* Your instructions: Please continue the troubleshooting guide on CrashLoop, OOM and resource pressure from its last sentence onward.

Skip to content

CrashLoop OOM and Resource Pressure

1. Summary

Symptom

Replicas repeatedly restart with CrashLoopBackOff, OOMKilled, or ContainerTerminated events. Application may briefly serve traffic before crashing, or fail to start at all. Latency spikes and timeouts often precede or accompany crash cycles.

Why this scenario is confusing

Resource pressure manifests differently depending on the bottleneck (memory vs CPU vs startup time). An application bug can look like a resource limit issue, and vice versa. OOM kills may occur without obvious memory warnings if the spike is sudden.

Troubleshooting decision flow

graph TD
    A[Symptom: Frequent restarts] --> B{OOMKilled signal in logs?}
    B -->|Yes| H1[H1: Memory limit exceeded]
    B -->|No| C{Exit code 137?}
    C -->|Yes| H1
    C -->|No| D{Probe failures during startup?}
    D -->|Yes| H2[H2: CPU throttling delays startup]
    D -->|No| E{Crash after serving traffic?}
    E -->|Yes| H3[H3: Memory leak or burst allocation]
    E -->|No| H4[H4: Application startup crash]

2. Common Misreadings

  • "Application bug only" — Resource pressure can trigger crashes in correct code.
  • "Just raise memory limit" — Unbounded memory growth will still fail; root cause matters.
  • "CPU throttling won't crash the app" — Probe timeouts due to CPU starvation cause restarts.
  • "OOMKilled always means memory leak" — Can also be legitimate peak usage exceeding limits.
  • "Exit code 1 means app bug" — Could be uncaught exception from resource exhaustion.

* Data extract:
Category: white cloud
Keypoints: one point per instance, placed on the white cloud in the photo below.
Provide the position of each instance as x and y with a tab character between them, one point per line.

* Output of the task:
3. Competing Hypotheses

Hypothesis Typical Evidence For Typical Evidence Against
H1: Memory limit too low OOMKilled signals, exit code 137, abrupt termination Stable memory profile well below limit
H2: CPU throttling delays startup Probe timeout with high CPU contention, slow startup logs Startup latency unchanged under CPU increase
H3: Memory leak or burst allocation Memory grows over time, crashes after serving traffic Memory stable, crashes during startup
H4: Application startup crash Exit code 1, exception stack in logs, crashes before any requests Crashes only under load, not at startup

4. What to Check First

Metrics

  • Memory working set vs memory limit over time
  • CPU usage vs CPU limit (throttling indicator)
  • Restart count trend
  • Request latency percentiles (P95, P99) before crashes

Logs

let AppName = "ca-myapp";
ContainerAppSystemLogs_CL
| where ContainerAppName_s == AppName
| where TimeGenerated > ago(2h)
| where Reason_s has_any ("OOMKilled", "CrashLoopBackOff", "ContainerTerminated", "BackOff", "Killed")
   or Log_s has_any ("OOM", "killed", "terminated", "exit code", "signal 9", "signal 137")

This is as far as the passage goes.